→ **GOAL**: Arrange the entries below, from the line containing "small white flower -> box" through the line containing "0,0 -> 400,95", as a Markdown table with columns Row and Text. Put a row number in Row and the line itself in Text, and leave out blank lines.

→ **DATA IN THIS EXERCISE**:
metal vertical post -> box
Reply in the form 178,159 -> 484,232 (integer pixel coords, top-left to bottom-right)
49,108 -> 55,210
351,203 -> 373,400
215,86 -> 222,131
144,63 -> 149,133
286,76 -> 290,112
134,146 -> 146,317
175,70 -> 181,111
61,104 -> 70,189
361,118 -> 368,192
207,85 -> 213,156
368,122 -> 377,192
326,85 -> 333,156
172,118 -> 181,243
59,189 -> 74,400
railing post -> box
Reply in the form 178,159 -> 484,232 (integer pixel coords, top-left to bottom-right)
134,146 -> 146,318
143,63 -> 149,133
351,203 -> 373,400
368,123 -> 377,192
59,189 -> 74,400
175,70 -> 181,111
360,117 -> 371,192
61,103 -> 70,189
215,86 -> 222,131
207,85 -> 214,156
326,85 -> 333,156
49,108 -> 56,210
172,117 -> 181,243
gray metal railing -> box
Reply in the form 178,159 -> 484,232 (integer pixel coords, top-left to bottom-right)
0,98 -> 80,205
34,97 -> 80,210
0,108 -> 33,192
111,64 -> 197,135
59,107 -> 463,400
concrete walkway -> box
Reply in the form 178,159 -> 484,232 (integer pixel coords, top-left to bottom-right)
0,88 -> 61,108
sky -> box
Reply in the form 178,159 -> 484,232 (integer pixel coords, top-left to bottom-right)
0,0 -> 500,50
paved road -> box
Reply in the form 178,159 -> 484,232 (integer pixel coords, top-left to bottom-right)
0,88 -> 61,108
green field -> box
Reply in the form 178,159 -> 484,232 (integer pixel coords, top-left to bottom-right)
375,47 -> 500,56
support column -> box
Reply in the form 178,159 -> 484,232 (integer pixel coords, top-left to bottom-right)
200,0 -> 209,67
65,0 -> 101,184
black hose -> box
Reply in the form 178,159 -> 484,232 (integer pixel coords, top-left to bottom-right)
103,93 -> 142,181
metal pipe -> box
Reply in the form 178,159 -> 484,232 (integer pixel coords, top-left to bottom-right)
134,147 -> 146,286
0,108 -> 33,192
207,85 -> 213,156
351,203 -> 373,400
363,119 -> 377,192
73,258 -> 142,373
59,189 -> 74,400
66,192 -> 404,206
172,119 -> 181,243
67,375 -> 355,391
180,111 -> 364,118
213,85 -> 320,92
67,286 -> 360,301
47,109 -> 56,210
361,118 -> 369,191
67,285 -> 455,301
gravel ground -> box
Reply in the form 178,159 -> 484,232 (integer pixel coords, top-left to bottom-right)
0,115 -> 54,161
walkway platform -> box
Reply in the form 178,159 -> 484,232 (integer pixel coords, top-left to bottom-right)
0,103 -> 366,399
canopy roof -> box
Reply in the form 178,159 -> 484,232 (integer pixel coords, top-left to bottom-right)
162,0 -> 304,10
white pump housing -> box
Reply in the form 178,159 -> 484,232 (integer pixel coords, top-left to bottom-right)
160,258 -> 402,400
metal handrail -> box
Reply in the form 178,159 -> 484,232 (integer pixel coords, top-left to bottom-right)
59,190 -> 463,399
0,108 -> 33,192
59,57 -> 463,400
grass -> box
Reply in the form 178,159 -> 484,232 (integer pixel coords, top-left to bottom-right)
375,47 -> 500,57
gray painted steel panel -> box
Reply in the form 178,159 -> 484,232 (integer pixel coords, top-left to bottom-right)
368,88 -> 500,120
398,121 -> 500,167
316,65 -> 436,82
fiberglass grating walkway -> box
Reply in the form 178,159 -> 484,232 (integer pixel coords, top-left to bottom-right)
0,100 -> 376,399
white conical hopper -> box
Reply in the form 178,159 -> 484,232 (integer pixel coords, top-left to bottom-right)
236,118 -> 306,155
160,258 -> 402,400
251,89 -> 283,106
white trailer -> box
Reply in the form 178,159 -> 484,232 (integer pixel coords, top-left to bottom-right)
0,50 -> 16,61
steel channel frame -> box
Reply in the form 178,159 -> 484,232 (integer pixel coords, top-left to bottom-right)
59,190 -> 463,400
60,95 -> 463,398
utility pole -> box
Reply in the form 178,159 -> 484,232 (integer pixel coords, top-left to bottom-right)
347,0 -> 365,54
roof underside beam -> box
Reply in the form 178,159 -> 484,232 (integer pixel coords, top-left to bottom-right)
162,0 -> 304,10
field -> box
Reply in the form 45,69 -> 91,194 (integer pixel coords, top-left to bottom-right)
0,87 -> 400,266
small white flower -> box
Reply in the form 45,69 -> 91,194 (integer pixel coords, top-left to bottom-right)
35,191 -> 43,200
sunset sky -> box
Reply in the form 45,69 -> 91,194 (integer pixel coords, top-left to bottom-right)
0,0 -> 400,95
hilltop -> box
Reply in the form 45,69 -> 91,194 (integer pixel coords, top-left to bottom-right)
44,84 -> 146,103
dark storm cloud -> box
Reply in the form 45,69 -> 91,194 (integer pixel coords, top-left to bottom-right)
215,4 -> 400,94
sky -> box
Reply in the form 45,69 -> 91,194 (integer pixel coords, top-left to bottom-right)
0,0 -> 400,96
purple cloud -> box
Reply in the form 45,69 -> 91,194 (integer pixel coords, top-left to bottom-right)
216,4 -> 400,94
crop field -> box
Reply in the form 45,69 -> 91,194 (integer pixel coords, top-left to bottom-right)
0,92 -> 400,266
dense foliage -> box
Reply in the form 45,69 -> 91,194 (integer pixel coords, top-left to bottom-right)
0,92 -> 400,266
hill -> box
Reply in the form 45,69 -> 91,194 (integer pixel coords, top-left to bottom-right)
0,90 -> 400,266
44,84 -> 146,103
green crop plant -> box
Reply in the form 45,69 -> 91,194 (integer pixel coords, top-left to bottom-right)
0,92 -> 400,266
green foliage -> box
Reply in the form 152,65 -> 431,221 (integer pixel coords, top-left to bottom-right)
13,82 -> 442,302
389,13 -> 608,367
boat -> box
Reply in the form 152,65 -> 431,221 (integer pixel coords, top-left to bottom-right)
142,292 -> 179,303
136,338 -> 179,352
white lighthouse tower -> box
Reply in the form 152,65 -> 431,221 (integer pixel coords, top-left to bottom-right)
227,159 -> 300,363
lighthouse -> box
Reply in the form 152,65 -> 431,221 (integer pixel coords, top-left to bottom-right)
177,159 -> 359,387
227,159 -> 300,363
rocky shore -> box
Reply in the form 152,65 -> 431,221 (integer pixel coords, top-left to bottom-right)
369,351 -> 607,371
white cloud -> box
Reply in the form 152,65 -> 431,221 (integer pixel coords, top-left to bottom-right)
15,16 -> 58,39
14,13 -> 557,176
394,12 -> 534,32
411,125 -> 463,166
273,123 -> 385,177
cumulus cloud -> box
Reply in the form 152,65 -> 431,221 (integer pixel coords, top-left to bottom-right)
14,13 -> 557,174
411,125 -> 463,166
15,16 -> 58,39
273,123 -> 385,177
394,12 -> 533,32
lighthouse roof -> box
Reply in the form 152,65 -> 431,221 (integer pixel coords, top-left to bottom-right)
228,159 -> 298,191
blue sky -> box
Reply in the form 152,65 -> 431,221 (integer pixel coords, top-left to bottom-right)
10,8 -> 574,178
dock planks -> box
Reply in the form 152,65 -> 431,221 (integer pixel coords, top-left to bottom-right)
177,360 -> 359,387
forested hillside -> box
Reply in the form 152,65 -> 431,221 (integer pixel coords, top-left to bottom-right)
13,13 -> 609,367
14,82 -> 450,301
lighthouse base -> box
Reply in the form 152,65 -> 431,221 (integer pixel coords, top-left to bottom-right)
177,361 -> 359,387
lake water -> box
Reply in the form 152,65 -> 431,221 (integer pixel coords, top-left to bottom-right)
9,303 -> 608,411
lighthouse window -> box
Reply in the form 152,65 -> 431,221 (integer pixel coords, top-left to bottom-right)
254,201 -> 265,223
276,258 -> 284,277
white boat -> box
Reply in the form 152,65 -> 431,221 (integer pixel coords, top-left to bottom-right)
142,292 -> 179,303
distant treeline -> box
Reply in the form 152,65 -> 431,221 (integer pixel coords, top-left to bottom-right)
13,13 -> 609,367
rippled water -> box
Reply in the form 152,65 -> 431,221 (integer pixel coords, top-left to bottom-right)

→ **RESULT OF THIS TASK**:
| Row | Text |
|---|---|
| 1 | small white flower -> box |
| 2 | Reply in the form 45,69 -> 91,194 (integer pixel coords, top-left to bottom-right) |
| 3 | 35,191 -> 43,200 |
| 4 | sunset sky -> box |
| 5 | Reply in the form 45,69 -> 91,194 (integer pixel coords, top-left to bottom-right) |
| 6 | 0,0 -> 400,95 |